--- WHAT THE TASK ASKS ---
Every record must be repeated exactly, with no omission.

** Start of RECORDS PROVIDED **

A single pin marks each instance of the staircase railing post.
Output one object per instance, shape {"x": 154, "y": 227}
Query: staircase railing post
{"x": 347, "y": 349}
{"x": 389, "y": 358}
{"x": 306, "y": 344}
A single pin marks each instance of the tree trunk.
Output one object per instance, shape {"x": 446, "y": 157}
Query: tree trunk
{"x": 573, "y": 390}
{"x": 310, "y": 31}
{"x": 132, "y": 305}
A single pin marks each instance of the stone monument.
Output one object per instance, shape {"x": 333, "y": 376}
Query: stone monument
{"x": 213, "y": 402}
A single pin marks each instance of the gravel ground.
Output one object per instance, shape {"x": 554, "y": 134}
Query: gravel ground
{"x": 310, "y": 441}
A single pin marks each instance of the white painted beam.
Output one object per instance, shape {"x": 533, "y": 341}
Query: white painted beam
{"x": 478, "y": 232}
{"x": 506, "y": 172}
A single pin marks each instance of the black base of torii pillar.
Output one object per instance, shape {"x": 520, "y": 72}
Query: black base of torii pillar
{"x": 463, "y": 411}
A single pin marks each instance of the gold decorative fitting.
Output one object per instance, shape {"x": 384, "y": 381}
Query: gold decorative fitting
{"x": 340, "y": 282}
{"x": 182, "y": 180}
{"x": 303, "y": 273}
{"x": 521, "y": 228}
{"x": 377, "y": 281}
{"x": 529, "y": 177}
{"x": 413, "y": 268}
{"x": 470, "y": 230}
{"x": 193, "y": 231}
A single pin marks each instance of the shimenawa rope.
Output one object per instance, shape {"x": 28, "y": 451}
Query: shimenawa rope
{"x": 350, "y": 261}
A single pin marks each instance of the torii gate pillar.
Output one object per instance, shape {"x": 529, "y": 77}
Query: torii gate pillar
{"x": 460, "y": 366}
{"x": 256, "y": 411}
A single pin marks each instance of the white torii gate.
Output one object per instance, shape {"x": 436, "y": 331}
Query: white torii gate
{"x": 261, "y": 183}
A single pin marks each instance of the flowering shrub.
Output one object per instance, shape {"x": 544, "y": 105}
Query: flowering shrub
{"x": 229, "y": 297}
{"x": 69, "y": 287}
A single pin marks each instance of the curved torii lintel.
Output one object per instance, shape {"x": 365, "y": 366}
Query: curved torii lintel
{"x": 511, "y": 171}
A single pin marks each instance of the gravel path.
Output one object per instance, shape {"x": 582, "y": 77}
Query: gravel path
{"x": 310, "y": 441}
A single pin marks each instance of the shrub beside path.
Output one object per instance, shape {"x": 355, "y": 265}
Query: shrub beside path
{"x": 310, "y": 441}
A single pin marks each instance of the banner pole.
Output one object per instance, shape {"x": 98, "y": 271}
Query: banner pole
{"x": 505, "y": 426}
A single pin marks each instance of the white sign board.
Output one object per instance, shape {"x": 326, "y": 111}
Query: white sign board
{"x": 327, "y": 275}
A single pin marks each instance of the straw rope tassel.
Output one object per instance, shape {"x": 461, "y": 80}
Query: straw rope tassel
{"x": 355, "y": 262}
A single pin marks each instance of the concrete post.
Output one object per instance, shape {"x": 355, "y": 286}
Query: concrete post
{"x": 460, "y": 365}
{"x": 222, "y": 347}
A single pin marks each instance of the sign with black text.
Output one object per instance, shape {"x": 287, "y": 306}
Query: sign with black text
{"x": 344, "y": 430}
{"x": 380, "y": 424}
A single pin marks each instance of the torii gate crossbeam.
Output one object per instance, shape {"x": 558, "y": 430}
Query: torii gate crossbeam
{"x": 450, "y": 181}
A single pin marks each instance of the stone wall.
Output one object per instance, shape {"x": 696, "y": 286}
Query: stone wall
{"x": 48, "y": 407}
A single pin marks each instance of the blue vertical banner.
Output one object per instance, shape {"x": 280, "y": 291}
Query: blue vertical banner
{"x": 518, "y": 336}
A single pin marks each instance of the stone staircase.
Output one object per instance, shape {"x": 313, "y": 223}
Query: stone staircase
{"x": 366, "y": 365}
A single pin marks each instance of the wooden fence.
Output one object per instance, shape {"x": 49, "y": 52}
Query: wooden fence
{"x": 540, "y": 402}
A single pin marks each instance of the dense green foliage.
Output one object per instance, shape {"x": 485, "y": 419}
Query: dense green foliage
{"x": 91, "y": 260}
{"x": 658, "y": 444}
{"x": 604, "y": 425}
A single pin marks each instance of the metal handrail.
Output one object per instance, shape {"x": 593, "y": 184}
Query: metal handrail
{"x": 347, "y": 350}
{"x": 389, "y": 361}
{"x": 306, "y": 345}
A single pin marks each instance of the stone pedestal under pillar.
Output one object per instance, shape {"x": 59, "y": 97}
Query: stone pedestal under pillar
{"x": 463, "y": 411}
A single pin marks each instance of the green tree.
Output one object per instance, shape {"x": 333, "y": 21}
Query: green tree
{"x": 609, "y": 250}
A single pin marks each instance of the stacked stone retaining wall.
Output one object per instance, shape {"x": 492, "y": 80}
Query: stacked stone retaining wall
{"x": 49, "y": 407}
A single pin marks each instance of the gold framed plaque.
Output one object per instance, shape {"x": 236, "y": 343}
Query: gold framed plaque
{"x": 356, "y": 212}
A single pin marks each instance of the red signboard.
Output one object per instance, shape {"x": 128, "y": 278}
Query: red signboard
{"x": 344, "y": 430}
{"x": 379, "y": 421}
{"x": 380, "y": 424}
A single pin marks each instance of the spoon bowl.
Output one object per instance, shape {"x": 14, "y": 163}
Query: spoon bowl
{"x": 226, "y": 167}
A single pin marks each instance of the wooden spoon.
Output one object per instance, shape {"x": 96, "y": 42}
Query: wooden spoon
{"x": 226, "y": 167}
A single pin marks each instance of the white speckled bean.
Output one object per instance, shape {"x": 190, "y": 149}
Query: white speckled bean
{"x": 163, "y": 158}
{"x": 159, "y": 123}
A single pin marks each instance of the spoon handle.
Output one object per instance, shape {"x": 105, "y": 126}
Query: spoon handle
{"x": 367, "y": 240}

** End of RECORDS PROVIDED **

--- FINAL RESULT ---
A single pin marks each instance of the staircase railing post.
Output one object per instance, shape {"x": 154, "y": 227}
Query: staircase railing post
{"x": 347, "y": 349}
{"x": 389, "y": 358}
{"x": 306, "y": 344}
A single pin marks each instance of the tree trunk.
Output one object per instance, shape {"x": 446, "y": 157}
Query: tree trunk
{"x": 573, "y": 390}
{"x": 310, "y": 31}
{"x": 132, "y": 305}
A single pin marks each instance of the stone monument.
Output one object per instance, shape {"x": 333, "y": 376}
Query: stone monument
{"x": 213, "y": 402}
A single pin marks each instance of the gravel ground.
Output one object per instance, shape {"x": 554, "y": 134}
Query: gravel ground
{"x": 310, "y": 441}
A single pin marks each instance of the white painted beam.
Output one object per instance, shape {"x": 533, "y": 341}
Query: white painted beam
{"x": 478, "y": 232}
{"x": 506, "y": 172}
A single pin marks each instance of the black base of torii pillar.
Output one object per instance, shape {"x": 520, "y": 72}
Query: black base of torii pillar
{"x": 463, "y": 411}
A single pin marks each instance of the gold decorative fitting.
Output one object per instance, shape {"x": 384, "y": 381}
Query: gold decorative fitting
{"x": 340, "y": 282}
{"x": 182, "y": 180}
{"x": 303, "y": 273}
{"x": 521, "y": 228}
{"x": 377, "y": 281}
{"x": 529, "y": 177}
{"x": 413, "y": 268}
{"x": 470, "y": 230}
{"x": 193, "y": 231}
A single pin marks each instance of the shimenawa rope.
Output one object per instance, shape {"x": 28, "y": 451}
Query: shimenawa rope
{"x": 350, "y": 261}
A single pin marks each instance of the torii gate pillar.
Output one object per instance, shape {"x": 529, "y": 77}
Query: torii gate pillar
{"x": 460, "y": 366}
{"x": 256, "y": 411}
A single pin marks each instance of the white torii gate.
Output one object per instance, shape {"x": 436, "y": 331}
Query: white torii gate
{"x": 261, "y": 183}
A single pin marks each instance of the flowering shrub.
Output one object per instance, shape {"x": 544, "y": 105}
Query: flowering shrub
{"x": 229, "y": 297}
{"x": 69, "y": 287}
A single pin marks each instance of the curved torii lintel.
Output one object per instance, shape {"x": 365, "y": 366}
Query: curved torii lintel
{"x": 511, "y": 171}
A single pin marks each instance of the gravel path.
Output one object per instance, shape {"x": 582, "y": 77}
Query: gravel path
{"x": 310, "y": 441}
A single pin marks each instance of the shrub beside path.
Output one object per instance, shape {"x": 355, "y": 265}
Query: shrub beside path
{"x": 310, "y": 441}
A single pin marks each instance of the banner pole.
Output one object per instance, shape {"x": 98, "y": 271}
Query: banner pole
{"x": 505, "y": 426}
A single pin marks each instance of the white sign board.
Output one object per instance, shape {"x": 326, "y": 111}
Query: white sign board
{"x": 327, "y": 275}
A single pin marks each instance of the straw rope tassel.
Output one object per instance, shape {"x": 461, "y": 80}
Query: straw rope tassel
{"x": 355, "y": 262}
A single pin marks each instance of the concrete post.
Output one object per instance, shape {"x": 355, "y": 286}
Query: concrete post
{"x": 460, "y": 365}
{"x": 222, "y": 347}
A single pin marks each instance of the sign with black text.
Output one object per instance, shape {"x": 287, "y": 306}
Query: sign with black text
{"x": 344, "y": 430}
{"x": 380, "y": 424}
A single pin marks each instance of the torii gate crossbeam.
Output one object per instance, shape {"x": 558, "y": 430}
Query: torii gate crossbeam
{"x": 450, "y": 181}
A single pin marks each instance of the stone wall.
Output one object per instance, shape {"x": 696, "y": 286}
Query: stone wall
{"x": 48, "y": 407}
A single pin marks each instance of the blue vertical banner.
Output one object per instance, shape {"x": 280, "y": 291}
Query: blue vertical banner
{"x": 518, "y": 336}
A single pin marks each instance of the stone staircase.
Output one object per instance, shape {"x": 313, "y": 223}
Query: stone staircase
{"x": 366, "y": 365}
A single pin marks each instance of the wooden fence.
Output one object per instance, shape {"x": 49, "y": 52}
Query: wooden fence
{"x": 540, "y": 402}
A single pin marks each instance of the dense green foliage.
Output one object per instance, shape {"x": 485, "y": 419}
Query: dense green foliage
{"x": 91, "y": 260}
{"x": 658, "y": 444}
{"x": 604, "y": 425}
A single pin marks each instance of the metal handrail.
Output one object per instance, shape {"x": 593, "y": 184}
Query: metal handrail
{"x": 347, "y": 350}
{"x": 389, "y": 361}
{"x": 306, "y": 345}
A single pin marks each instance of the stone pedestal under pillar.
Output one object per instance, shape {"x": 59, "y": 97}
Query: stone pedestal under pillar
{"x": 463, "y": 411}
A single pin marks each instance of the green tree.
Output one object per instance, shape {"x": 333, "y": 21}
Query: green tree
{"x": 609, "y": 250}
A single pin marks each instance of the stacked stone retaining wall.
Output one object per instance, shape {"x": 492, "y": 80}
Query: stacked stone retaining wall
{"x": 49, "y": 407}
A single pin marks each instance of the gold framed plaque.
Output one object per instance, shape {"x": 236, "y": 343}
Query: gold framed plaque
{"x": 356, "y": 212}
A single pin marks each instance of the red signboard.
Output one object per instance, shape {"x": 128, "y": 278}
Query: red signboard
{"x": 344, "y": 430}
{"x": 379, "y": 421}
{"x": 380, "y": 424}
A single pin marks each instance of the spoon bowl.
Output one object per instance, shape {"x": 14, "y": 163}
Query: spoon bowl
{"x": 226, "y": 167}
A single pin marks each instance of the wooden spoon.
Output one object per instance, shape {"x": 96, "y": 42}
Query: wooden spoon
{"x": 226, "y": 167}
A single pin marks each instance of the white speckled bean.
Output one object per instance, shape {"x": 190, "y": 149}
Query: white speckled bean
{"x": 163, "y": 158}
{"x": 159, "y": 123}
A single pin marks each instance of the spoon handle.
Output one object per instance, shape {"x": 105, "y": 126}
Query: spoon handle
{"x": 367, "y": 240}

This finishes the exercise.